## Document passage
● ● ● ●

# Need some help with planning a short stay in Key West



## Luanne (Jul 11, 2013)

We're going to be in Orlando end of October and wanted to possibly add a few days in the Keys.  Got the recommendation from someone who lived there for 25 years that we should stay in Key West, since it's the furthest town down.  I've already looked into potential timeshare trades, but I think we've missed that boat. So, we're looking at rentals.  At this point not sure how many nights, or location.  Do we want to be on the water?  In what is called the "old town"?  Any and all recommendations, including places to rent (hotels or condos) would be appreciated.


----------



## theo (Jul 11, 2013)

*My $0.02 worth...*



Luanne said:


> We're going to be in Orlando end of October and wanted to possibly add a few days in the Keys.  Got the recommendation from someone who lived there for 25 years that we should stay in Key West, since it's the furthest town down.  I've already looked into potential timeshare trades, but I think we've missed that boat. So, we're looking at rentals.  At this point not sure how many nights, or location.  Do we want to be on the water?  In what is called the "old town"?  Any and all recommendations, including places to rent (hotels or condos) would be appreciated.



I would definitely go to Key West if you're going to the Keys at all and I would definitely stay in Old Town once there. The island (...yes, Key West is an island) is about 4.5 miles long; IMnsHO most *all* of what is interesting is at the Old Town end of the island anyhow --- and taxis are expensive and available parking is a big headache.

If you're staying in Old Town, being "right on the water" is both unlikely and would not be a high priority to me personally anyhow, since the water is always within easy walking distance (unless you have physical mobility issues).

● ● ● ●

## Given data
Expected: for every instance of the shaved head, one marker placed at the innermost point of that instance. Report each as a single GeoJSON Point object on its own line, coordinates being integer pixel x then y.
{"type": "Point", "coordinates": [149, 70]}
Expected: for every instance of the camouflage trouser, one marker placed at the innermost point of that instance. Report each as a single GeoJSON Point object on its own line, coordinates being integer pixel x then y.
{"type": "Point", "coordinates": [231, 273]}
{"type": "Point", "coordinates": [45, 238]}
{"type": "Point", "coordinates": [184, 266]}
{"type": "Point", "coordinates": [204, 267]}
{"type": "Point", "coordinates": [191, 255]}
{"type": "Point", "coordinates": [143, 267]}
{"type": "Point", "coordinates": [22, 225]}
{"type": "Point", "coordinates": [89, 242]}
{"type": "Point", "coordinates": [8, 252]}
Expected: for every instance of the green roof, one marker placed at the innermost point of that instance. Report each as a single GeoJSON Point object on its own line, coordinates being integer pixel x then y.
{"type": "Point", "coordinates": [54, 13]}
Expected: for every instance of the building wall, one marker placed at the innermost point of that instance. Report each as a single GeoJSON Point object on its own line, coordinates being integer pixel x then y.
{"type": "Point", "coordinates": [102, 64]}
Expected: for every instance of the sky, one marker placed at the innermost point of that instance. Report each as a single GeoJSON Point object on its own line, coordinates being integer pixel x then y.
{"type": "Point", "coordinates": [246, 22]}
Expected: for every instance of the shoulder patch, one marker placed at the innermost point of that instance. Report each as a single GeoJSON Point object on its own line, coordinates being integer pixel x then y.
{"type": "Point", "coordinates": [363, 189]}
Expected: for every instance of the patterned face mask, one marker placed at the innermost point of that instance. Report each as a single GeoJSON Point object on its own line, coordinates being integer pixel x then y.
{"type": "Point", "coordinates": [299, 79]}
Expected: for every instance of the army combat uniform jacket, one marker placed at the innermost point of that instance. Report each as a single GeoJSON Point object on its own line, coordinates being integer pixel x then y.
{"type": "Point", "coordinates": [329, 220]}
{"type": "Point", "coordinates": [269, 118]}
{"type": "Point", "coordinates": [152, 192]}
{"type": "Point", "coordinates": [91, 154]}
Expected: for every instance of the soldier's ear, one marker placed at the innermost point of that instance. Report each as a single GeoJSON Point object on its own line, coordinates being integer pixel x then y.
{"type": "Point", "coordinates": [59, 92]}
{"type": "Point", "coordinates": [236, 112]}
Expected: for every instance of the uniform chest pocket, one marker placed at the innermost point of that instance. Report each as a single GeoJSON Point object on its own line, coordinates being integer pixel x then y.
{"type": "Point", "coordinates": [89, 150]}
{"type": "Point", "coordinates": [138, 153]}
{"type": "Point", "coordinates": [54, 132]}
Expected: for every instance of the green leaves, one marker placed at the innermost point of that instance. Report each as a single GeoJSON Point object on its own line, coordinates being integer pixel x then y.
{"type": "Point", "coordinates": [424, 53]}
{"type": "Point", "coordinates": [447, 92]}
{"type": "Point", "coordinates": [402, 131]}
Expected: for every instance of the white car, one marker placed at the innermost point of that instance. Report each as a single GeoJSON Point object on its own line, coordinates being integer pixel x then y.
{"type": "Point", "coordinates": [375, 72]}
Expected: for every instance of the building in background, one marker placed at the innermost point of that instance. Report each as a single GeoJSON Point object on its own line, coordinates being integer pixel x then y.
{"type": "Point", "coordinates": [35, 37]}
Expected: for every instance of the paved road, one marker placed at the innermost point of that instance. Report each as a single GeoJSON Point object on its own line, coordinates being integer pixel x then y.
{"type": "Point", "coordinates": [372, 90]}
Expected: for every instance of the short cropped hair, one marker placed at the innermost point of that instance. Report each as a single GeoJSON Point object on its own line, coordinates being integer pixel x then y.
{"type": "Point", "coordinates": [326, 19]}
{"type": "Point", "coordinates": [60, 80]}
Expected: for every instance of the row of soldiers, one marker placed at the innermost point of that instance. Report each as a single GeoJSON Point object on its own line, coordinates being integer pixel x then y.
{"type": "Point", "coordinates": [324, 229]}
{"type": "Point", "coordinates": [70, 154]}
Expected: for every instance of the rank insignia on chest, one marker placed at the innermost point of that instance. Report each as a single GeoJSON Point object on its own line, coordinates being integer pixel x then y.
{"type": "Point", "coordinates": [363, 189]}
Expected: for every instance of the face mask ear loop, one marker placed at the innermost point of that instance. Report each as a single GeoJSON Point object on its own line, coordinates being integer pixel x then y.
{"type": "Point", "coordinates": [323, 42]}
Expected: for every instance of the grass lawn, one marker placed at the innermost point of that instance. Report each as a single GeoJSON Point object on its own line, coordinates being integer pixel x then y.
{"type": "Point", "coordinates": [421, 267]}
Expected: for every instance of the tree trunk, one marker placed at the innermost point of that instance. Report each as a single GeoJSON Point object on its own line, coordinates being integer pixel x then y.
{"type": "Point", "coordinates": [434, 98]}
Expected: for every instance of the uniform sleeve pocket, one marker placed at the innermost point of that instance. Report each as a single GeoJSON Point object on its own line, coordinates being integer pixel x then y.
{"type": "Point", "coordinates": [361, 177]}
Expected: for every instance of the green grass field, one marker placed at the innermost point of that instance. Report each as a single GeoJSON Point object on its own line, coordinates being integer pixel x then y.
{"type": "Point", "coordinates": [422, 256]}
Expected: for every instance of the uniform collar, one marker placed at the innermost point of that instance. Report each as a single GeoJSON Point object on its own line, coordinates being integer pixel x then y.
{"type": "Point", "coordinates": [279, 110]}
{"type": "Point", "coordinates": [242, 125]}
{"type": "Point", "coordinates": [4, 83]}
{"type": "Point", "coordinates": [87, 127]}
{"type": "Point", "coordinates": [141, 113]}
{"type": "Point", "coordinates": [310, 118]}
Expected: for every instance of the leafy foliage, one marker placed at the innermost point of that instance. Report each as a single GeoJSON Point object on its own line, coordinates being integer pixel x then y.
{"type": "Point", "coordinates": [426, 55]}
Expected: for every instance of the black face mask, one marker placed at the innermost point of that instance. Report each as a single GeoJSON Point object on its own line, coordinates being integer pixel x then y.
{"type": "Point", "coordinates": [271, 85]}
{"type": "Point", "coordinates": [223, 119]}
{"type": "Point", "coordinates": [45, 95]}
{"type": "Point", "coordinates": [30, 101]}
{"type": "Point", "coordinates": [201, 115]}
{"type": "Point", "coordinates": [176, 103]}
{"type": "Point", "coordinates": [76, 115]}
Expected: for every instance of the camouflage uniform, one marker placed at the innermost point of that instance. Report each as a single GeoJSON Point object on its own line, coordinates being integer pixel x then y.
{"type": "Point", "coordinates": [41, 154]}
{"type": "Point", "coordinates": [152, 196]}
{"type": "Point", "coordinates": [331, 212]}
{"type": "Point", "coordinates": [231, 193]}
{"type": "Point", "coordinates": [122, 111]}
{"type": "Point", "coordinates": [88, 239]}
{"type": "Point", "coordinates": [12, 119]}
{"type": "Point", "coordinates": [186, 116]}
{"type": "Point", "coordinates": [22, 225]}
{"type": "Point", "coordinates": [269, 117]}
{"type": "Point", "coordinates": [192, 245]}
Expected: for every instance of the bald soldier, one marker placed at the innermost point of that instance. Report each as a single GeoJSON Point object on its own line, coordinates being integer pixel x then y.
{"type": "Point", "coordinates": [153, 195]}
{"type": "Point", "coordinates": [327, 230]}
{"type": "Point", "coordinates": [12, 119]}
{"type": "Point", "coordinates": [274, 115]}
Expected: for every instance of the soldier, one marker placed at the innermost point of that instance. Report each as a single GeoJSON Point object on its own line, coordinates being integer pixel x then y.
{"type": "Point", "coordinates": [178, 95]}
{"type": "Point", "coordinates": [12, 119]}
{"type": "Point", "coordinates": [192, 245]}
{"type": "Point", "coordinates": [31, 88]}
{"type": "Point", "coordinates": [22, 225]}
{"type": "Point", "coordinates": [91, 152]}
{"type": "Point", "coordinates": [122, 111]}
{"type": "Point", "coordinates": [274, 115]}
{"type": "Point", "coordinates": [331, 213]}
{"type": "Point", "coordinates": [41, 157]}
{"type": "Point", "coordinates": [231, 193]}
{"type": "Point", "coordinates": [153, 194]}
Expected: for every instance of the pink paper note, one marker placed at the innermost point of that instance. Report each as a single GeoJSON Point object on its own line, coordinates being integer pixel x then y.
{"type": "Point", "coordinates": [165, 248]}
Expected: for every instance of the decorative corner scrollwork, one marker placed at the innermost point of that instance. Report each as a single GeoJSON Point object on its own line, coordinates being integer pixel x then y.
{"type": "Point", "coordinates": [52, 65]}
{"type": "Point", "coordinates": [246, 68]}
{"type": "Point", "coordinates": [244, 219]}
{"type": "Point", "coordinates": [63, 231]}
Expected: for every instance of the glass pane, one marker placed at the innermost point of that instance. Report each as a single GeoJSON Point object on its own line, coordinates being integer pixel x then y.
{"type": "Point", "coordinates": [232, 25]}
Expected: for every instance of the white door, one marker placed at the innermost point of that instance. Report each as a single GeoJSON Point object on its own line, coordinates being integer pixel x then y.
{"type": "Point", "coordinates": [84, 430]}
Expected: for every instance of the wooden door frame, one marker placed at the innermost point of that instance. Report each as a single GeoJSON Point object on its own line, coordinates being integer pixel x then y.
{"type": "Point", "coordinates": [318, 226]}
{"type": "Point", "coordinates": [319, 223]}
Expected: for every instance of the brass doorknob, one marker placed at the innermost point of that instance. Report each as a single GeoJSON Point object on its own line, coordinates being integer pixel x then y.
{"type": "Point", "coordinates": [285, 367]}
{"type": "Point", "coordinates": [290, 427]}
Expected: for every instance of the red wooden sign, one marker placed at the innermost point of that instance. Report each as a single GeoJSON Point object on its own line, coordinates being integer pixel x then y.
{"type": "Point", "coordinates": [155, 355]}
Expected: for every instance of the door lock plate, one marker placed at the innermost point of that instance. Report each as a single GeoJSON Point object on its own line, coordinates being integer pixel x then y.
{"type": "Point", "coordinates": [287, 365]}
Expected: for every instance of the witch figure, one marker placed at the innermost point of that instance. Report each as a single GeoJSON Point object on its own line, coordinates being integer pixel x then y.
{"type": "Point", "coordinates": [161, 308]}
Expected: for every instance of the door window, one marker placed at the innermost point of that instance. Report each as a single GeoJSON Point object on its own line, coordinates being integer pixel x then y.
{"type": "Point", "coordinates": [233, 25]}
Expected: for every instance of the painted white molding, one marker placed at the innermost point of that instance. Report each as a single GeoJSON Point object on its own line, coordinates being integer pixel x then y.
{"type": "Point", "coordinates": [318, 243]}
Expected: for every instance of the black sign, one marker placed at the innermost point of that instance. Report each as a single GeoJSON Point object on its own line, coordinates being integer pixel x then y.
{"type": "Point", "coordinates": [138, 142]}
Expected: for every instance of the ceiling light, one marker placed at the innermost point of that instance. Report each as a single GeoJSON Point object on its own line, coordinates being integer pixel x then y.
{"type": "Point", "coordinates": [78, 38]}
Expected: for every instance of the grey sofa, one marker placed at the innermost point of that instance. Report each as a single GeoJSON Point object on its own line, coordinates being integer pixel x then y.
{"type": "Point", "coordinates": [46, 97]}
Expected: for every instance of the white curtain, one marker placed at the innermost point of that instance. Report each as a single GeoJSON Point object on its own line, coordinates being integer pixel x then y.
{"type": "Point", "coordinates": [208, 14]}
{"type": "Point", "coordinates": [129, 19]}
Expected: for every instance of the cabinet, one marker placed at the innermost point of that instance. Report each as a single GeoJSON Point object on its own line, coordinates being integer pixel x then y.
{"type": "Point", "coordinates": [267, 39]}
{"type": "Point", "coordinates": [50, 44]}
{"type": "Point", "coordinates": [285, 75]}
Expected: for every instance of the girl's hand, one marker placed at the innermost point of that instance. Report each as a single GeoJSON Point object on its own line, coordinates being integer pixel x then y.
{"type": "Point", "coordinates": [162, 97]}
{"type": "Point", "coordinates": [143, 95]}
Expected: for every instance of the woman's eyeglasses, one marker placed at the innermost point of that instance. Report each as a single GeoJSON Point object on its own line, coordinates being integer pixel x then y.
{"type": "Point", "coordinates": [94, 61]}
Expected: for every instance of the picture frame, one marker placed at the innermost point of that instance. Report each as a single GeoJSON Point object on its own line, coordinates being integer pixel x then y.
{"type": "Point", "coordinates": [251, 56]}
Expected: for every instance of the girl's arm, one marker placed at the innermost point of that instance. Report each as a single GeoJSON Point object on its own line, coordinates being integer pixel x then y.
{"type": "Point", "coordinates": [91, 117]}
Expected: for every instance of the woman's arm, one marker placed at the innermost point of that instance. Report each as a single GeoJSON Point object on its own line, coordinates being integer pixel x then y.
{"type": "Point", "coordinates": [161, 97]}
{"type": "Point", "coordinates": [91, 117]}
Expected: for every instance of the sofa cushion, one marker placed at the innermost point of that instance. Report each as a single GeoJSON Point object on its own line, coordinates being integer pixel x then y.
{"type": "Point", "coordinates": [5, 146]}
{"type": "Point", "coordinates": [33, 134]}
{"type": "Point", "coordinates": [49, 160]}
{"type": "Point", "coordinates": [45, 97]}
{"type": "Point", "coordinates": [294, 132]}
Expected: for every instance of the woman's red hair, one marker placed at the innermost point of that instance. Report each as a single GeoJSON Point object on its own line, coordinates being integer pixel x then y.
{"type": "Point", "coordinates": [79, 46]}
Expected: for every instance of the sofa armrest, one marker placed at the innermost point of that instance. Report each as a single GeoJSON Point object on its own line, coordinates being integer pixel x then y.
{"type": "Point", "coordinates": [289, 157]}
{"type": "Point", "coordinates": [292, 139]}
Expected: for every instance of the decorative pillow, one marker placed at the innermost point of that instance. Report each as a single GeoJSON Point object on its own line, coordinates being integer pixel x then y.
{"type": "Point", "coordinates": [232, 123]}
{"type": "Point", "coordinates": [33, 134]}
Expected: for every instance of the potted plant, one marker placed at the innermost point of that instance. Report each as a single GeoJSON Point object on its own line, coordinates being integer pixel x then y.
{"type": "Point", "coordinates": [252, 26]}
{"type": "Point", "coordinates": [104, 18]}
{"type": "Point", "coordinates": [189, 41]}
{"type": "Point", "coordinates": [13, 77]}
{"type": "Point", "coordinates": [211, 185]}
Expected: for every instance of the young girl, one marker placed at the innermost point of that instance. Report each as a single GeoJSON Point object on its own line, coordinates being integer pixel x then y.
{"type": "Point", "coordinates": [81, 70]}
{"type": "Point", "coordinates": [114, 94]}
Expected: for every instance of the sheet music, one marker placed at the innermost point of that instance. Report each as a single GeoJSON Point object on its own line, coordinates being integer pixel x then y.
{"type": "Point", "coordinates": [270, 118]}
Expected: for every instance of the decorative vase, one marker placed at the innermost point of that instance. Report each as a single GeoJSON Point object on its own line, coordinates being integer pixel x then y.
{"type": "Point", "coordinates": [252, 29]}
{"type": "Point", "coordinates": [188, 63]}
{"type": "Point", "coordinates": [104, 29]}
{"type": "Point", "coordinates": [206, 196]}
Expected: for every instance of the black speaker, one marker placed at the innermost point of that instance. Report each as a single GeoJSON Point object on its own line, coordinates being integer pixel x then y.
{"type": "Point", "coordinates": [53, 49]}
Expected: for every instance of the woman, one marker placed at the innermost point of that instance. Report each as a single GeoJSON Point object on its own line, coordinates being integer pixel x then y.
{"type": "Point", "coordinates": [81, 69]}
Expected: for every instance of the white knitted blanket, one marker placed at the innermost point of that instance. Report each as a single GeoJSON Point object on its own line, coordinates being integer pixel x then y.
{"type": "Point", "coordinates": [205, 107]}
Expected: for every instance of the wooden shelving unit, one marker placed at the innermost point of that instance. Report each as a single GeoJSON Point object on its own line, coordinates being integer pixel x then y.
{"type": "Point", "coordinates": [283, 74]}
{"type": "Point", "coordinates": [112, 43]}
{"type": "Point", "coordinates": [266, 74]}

● ● ● ●

Repeat the portion of the Key West thread starting with "I would definitely go" and going on through "a big headache.". Rely on the Key West thread by itself, not on the data.

I would definitely go to Key West if you're going to the Keys at all and I would definitely stay in Old Town once there. The island (...yes, Key West is an island) is about 4.5 miles long; IMnsHO most *all* of what is interesting is at the Old Town end of the island anyhow --- and taxis are expensive and available parking is a big headache.